_BLOC DE TEXTE_.
IL EXISTE deux formes d'ennui, explique Patrick Lemoine, le normal et souhaitable, socle sur lequel peut s'épanouir la créativité, et l'ennui pathologique, celui qui accompagne de nombreuses maladies psychiatriques (la dépression entre autres), improductif par essence. Il faut laisser vivre le premier, et même plaider en sa faveur, et combattre le second, dit-il.
Après une courte biographie de l'ennui, de ses rapports avec la moralité chrétienne à la réplique luthérienne et antiacédienne (l'acédie, maladie de l'âme s'exprimant par l'abattement et l'ennui, qualifiait l'apathie du moine du Moyen Age) qui lui est opposée, sans oublier l'ennui des romantiques, de Chateaubriand, de Baudelaire ou celui de Madame Bovary, Patrick Lemoine observe ce qui peut ressembler à l'ennui chez les animaux, compare son existence et son expression dans les deux sexes, aux différentes étapes de la vie, en Occident et en Orient. Ce faisant, il suit librement le rythme de sa pensée, s'attardant sur les souvenirs d'enfance en général et les siens en particulier (quelques épisodes d'ennui redoutable qui procurent pour toujours une délicieuse nostalgie), sur les mots de l'ennui, sur la naissance de ce concept en Europe au XIIe siècle, période de relative sécurité et prospérité, sur notre fonctionnement qui interdit tout ajournement de la réalisation des désirs et même sur la scatologie de l'ennui ( «Je m'emm…»).

_EXTRAITS DE DONNÉES_.
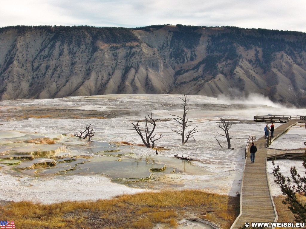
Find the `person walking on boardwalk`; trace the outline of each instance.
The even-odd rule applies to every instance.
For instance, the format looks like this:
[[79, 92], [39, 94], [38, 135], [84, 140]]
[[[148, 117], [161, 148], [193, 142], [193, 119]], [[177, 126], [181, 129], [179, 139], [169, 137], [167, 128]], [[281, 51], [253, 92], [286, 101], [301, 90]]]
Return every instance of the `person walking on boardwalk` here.
[[271, 125], [271, 138], [274, 137], [274, 124], [273, 122]]
[[252, 143], [252, 145], [250, 147], [250, 152], [251, 153], [251, 163], [254, 163], [255, 160], [255, 153], [257, 152], [257, 147], [254, 145], [254, 143]]
[[265, 137], [269, 136], [269, 131], [270, 130], [270, 128], [267, 124], [266, 125], [266, 127], [264, 128], [265, 130]]

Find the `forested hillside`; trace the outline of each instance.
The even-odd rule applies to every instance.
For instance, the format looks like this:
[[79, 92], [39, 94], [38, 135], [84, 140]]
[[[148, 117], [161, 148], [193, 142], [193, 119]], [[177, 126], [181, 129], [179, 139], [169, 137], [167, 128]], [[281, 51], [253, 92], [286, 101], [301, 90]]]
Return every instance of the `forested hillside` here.
[[306, 34], [177, 25], [0, 28], [2, 100], [119, 93], [242, 97], [306, 107]]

_À COMPLÉTER_.
1. Reformulez sous forme de liste le paragraphe du texte sur l'ennui qui commence par « IL EXISTE deux formes d'ennui », en conservant ses informations essentielles.
2. Relevez tous les noms de personnes et de personnages cités dans le texte sur l'ennui.
3. Poursuivez le texte sur l'ennui à la suite de sa dernière phrase.

_RÉSULTATS OBTENUS_.
1.
Selon Patrick Lemoine, il existe deux formes d'ennui :
- l'ennui normal et souhaitable, socle de la créativité, qu'il faut laisser vivre et même défendre ;
- l'ennui pathologique, qui accompagne de nombreuses maladies psychiatriques comme la dépression, improductif par essence, qu'il faut combattre.

2.
- Patrick Lemoine
- Chateaubriand
- Baudelaire
- Madame Bovary

3.
Il apparaît vite dans ces digressions que le sujet a des liens étroits avec toutes les autres émotions humaines et en particulier avec le sens de la temporalité et l'angoisse de mort. Rien d'étonnant donc à ce que l'hypomanie soit devenue le Saint-Graal de l'homme du XXIe siècle et que, quand l'homme (et la femme) contemporain souhaite plus de vacances, ce ne soit pas pour flemmarder ou lézarder, mais pour s'activer autrement. Car l'inactivité (apparente au moins) n'a pas bonne presse dans notre monde ; quant aux «besoins», qu'il s'agisse de se nourrir, de se divertir, de dormir ou de communiquer, ils disposent de moyens techniques adaptés (du cuisiné surgelé aux mails, en passant par les MP3 et les somnifères) pour être assouvis dans l'instant.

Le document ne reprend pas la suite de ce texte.